*What the task requires*. Reproduce word for word the part of the deep Q agent notebook below, from "#### 👉Neural networks" to "Layer Perceptron (MLP).".

───── Source ─────

# 06 Deep Q agent with bad hyper-parameters

#### 👉 Let's use a neural network model to approximate the Q function.

#### 👉Neural networks are usually highly-parametric models that are able to fit complex patterns between the input features and the target.

#### 👉 The type of neural network we will use is a Multi Layer Perceptron (MLP).

#### 👉MLPs are stacks of linear models, interleaved with so called activation functions.

![nn](https://github.com/Paulescu/hands-on-rl/blob/main/03_cart_pole/images/neural_net.jpg?raw=true)

In [None]:
%load_ext autoreload
%autoreload 2
%pylab inline
%config InlineBackend.figure_format = 'svg'

## Environment 🌎

In [None]:
import gymnasium as gym
env = gym.make('CartPole-v1')

───── Data supplied ─────

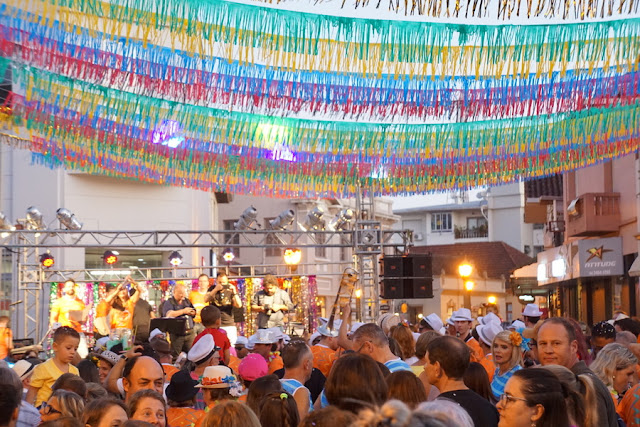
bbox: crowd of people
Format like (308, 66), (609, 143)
(0, 275), (640, 427)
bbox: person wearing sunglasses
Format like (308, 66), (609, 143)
(497, 368), (575, 427)
(40, 390), (84, 423)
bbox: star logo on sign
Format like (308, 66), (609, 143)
(586, 245), (613, 262)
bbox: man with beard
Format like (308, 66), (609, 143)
(251, 274), (293, 329)
(205, 273), (242, 346)
(50, 279), (91, 358)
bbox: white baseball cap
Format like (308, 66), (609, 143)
(451, 308), (473, 322)
(478, 313), (502, 325)
(476, 322), (503, 346)
(522, 304), (543, 317)
(422, 313), (444, 331)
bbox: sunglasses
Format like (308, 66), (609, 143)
(40, 402), (62, 415)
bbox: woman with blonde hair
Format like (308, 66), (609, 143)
(532, 365), (598, 427)
(390, 323), (418, 365)
(202, 400), (260, 427)
(589, 343), (638, 407)
(40, 389), (84, 422)
(491, 331), (522, 401)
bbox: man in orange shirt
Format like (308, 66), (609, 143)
(49, 279), (91, 358)
(50, 279), (91, 332)
(111, 276), (140, 329)
(251, 329), (284, 374)
(311, 321), (340, 377)
(188, 273), (211, 335)
(476, 322), (503, 381)
(451, 308), (484, 363)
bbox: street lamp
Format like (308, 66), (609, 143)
(355, 289), (362, 322)
(458, 261), (475, 309)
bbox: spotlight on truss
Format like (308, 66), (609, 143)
(329, 209), (353, 231)
(56, 208), (82, 231)
(300, 206), (325, 231)
(269, 209), (295, 231)
(233, 206), (258, 230)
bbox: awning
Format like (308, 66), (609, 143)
(629, 256), (640, 277)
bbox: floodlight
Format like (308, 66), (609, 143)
(40, 253), (56, 268)
(269, 209), (295, 230)
(300, 206), (325, 231)
(27, 206), (47, 230)
(169, 251), (182, 267)
(233, 206), (258, 230)
(329, 209), (353, 231)
(102, 251), (118, 265)
(56, 208), (82, 230)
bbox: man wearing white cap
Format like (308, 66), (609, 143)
(478, 312), (502, 325)
(311, 321), (342, 377)
(249, 329), (284, 374)
(451, 308), (484, 363)
(475, 322), (503, 382)
(418, 313), (444, 333)
(522, 304), (542, 328)
(188, 334), (220, 409)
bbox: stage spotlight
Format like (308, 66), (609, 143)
(222, 249), (236, 264)
(233, 206), (258, 230)
(0, 212), (16, 239)
(40, 253), (56, 268)
(56, 208), (82, 231)
(329, 209), (353, 231)
(269, 209), (295, 231)
(27, 206), (47, 230)
(169, 251), (182, 267)
(300, 206), (325, 231)
(102, 251), (119, 265)
(284, 248), (302, 265)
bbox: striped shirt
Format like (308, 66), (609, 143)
(280, 378), (313, 412)
(491, 365), (522, 400)
(384, 358), (411, 372)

─────

*In response*.
#### 👉Neural networks are usually highly-parametric models that are able to fit complex patterns between the input features and the target.

#### 👉 The type of neural network we will use is a Multi Layer Perceptron (MLP).